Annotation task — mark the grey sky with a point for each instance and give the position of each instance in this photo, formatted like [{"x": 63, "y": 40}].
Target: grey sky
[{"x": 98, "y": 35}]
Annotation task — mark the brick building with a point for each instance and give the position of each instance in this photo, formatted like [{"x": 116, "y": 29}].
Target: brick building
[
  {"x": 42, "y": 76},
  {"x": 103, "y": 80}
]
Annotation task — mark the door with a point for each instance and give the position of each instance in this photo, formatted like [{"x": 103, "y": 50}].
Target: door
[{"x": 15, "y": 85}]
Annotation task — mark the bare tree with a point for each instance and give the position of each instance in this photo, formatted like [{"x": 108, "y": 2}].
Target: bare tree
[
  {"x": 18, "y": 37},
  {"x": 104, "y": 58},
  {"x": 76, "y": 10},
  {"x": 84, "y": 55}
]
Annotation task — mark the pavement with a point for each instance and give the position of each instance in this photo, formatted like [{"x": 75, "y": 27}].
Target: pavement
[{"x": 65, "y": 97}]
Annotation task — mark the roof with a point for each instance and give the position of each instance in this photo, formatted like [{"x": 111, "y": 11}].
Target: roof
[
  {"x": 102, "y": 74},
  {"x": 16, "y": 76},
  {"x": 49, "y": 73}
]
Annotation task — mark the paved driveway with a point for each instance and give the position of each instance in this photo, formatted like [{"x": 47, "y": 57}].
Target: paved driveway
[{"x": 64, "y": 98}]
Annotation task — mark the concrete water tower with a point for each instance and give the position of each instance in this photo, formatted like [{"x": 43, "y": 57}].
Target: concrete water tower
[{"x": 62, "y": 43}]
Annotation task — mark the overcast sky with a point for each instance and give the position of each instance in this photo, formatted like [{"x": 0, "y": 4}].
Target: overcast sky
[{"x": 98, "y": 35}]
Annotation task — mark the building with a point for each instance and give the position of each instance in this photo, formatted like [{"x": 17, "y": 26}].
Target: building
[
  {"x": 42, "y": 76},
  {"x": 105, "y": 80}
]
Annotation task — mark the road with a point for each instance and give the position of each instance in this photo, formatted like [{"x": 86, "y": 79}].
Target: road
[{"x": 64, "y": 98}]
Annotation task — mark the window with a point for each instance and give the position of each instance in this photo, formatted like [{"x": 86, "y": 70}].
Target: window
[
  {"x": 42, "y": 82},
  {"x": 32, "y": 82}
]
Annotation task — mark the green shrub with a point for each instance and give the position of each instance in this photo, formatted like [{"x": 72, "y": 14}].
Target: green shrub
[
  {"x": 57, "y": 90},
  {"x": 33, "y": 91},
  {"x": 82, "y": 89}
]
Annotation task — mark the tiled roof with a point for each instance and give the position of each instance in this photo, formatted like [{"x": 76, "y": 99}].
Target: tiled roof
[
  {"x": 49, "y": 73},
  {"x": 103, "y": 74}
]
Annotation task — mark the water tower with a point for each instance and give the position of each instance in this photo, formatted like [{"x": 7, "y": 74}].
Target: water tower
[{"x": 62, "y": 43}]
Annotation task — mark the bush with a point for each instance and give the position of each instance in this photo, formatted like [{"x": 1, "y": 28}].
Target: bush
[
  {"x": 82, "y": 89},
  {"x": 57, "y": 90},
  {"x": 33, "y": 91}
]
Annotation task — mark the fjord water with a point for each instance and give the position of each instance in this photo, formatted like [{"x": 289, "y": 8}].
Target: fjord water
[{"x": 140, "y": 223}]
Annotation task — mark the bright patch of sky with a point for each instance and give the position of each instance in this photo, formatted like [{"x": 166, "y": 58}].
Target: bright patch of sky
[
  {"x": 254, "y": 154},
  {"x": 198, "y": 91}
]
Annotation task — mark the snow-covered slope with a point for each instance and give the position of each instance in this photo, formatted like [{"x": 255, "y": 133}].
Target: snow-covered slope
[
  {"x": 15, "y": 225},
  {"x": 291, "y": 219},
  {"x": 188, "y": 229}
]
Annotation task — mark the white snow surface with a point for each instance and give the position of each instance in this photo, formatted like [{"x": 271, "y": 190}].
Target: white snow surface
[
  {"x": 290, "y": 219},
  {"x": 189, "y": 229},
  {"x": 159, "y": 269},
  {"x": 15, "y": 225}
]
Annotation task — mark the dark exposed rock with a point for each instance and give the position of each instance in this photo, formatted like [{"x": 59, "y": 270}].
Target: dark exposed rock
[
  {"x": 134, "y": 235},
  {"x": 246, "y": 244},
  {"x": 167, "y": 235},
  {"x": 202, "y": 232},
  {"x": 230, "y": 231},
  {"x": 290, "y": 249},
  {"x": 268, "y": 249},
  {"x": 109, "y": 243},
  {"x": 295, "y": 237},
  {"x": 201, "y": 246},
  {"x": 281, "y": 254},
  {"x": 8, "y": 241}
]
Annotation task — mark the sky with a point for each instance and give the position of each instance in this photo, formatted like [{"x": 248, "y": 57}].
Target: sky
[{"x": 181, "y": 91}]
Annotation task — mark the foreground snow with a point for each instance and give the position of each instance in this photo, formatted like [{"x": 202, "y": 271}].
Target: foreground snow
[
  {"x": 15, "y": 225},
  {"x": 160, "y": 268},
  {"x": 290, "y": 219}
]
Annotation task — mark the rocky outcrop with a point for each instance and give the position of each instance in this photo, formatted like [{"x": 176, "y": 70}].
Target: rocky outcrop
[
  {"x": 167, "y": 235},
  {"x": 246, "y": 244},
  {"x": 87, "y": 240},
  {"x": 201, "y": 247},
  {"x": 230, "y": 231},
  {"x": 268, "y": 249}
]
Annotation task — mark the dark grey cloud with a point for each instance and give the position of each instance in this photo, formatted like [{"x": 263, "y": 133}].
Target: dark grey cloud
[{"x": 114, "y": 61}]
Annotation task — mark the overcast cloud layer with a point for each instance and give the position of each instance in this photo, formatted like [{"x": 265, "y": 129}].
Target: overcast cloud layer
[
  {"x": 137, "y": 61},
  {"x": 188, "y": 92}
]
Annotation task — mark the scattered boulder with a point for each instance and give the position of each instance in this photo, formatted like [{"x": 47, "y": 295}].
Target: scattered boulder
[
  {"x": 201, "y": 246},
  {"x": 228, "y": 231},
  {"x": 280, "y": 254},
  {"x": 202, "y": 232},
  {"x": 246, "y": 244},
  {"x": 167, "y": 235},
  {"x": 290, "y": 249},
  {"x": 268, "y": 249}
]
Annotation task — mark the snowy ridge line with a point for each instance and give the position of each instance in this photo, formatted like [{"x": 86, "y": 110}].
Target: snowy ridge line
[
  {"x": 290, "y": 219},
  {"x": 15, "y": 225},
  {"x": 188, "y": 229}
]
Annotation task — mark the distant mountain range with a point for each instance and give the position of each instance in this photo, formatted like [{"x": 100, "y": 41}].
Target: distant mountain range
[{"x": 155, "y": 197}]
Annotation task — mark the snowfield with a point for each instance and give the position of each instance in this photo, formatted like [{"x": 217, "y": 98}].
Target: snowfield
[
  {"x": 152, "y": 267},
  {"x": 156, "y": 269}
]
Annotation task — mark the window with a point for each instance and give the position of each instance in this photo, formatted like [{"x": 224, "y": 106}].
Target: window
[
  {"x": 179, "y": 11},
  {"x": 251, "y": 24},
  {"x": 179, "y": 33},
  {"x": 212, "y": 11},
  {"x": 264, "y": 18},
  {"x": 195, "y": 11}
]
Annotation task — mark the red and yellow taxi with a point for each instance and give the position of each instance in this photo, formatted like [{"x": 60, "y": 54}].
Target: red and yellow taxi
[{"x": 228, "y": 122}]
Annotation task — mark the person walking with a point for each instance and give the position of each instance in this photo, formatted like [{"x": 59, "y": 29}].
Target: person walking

### Aim
Can you repeat, word for word, the stretch of the records above from the line containing "Annotation task — mark the person" through the end of the records?

### Answer to this problem
Annotation task — mark the person walking with a point for each instance and give the position of each instance in this photo, formatted like [{"x": 59, "y": 29}].
Target: person walking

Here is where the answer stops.